Recorded data
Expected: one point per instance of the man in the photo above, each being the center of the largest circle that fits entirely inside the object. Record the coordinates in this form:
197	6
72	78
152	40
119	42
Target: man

Task to complete
Render every line of the records above as a Markdown table with the columns "Row" and "Line", omitting blank lines. Number the rows in order.

Solution to this problem
| Row | Line |
|---|---|
| 1 | Expected: one point per instance of the man in the photo above, each being the center of the largest circle that fits entirely inside the object. Record the coordinates in this form: |
| 2 | 197	6 |
| 3 | 72	78 |
| 4 | 152	40 |
| 5 | 119	42 |
| 6 | Target: man |